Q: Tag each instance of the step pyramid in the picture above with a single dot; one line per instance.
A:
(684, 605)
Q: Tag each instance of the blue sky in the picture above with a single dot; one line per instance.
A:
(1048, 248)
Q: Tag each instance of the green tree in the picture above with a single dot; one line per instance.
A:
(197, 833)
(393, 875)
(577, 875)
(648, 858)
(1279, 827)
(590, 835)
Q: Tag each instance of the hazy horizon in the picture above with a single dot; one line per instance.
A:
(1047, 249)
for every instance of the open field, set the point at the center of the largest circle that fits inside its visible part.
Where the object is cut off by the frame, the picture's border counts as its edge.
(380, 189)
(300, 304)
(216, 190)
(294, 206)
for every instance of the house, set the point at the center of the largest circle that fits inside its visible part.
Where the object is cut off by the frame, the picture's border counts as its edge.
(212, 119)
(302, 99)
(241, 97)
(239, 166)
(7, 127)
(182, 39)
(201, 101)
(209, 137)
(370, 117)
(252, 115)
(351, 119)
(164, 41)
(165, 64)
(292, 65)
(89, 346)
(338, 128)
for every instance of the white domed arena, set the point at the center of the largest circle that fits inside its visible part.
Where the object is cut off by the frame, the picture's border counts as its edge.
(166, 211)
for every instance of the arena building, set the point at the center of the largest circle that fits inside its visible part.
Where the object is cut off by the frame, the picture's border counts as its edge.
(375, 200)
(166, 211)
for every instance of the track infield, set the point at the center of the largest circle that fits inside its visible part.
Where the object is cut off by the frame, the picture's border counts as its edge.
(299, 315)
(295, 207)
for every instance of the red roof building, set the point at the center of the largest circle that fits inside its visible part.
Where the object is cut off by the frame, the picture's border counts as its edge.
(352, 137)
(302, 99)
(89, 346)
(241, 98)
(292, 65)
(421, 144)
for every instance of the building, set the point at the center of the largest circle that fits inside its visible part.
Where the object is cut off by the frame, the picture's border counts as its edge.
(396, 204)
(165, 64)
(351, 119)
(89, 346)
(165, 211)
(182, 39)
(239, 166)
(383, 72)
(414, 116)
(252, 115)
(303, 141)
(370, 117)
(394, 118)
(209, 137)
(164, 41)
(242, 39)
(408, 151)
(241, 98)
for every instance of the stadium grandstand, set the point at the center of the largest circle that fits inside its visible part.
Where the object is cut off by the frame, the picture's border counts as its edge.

- - -

- _Exercise details_
All the lines above are to be copied exactly, with none left out.

- _Answer for the task_
Q: Tag each instance of the step pyramid in the picture above with a single dot; one line per instance.
A:
(684, 605)
Q: Tag each instance of the blue sky in the picture above with a single dot; one line per instance.
A:
(1048, 248)
Q: Tag each instance of the green tree in the picture above with a single dot; one line per instance.
A:
(197, 833)
(393, 875)
(577, 875)
(648, 858)
(1279, 827)
(590, 835)
Q: Tag each instance of the hazy horizon in the picture above with a single dot; one line per instance.
A:
(1047, 249)
for every instance of the open field, set the point at the center of the largest circle that fits inside its visible part.
Where the object is cut off by the frame, the picture's border counts as its edge.
(380, 189)
(300, 304)
(216, 190)
(294, 206)
for every instance of the house, set the point at the center of the largest circle that fits inside its visible part.
Where the object is cut off by the frame, the picture's border counts as its edge.
(212, 119)
(302, 99)
(241, 97)
(239, 166)
(7, 127)
(182, 39)
(201, 101)
(209, 137)
(370, 117)
(252, 115)
(351, 119)
(164, 41)
(165, 64)
(292, 65)
(89, 346)
(338, 128)
for every instance of the white domed arena, set the point at the center of the largest circle that fits inside its visible part.
Where the object is cut off by the frame, the picture's border counts as its edge.
(166, 211)
for every instance of the arena building, set the point at the center of the largest circle that fits inside its visible part.
Where the object is cut off by the frame, the picture's border counts as its edge.
(375, 200)
(166, 211)
for every instance of the track infield, set the point at the center of the largest circle that fits inside its visible part.
Where the object is cut off by the frame, the picture's border counts as its edge.
(299, 315)
(295, 207)
for every instance of the red roof building, set the point at the center of the largest circle that fits inside its visible part.
Where the object is cut off by the frame, the picture's border counts as its edge.
(352, 137)
(302, 99)
(89, 346)
(241, 98)
(292, 65)
(421, 144)
for every instance of the building, set the point at the center of the largest circle that fits inside its visible part.
Where the object is cut off by the frame, the picture's border counts as its edge.
(396, 204)
(165, 64)
(351, 119)
(89, 346)
(165, 211)
(182, 39)
(239, 166)
(383, 72)
(414, 116)
(252, 115)
(303, 141)
(370, 117)
(394, 118)
(209, 137)
(164, 41)
(242, 39)
(408, 151)
(241, 98)
for every instance of the stadium grandstand, set the point at the center of the largest circle that fits inside its visible part.
Where the object is cut off by the frame, the picture's border counts as its edge.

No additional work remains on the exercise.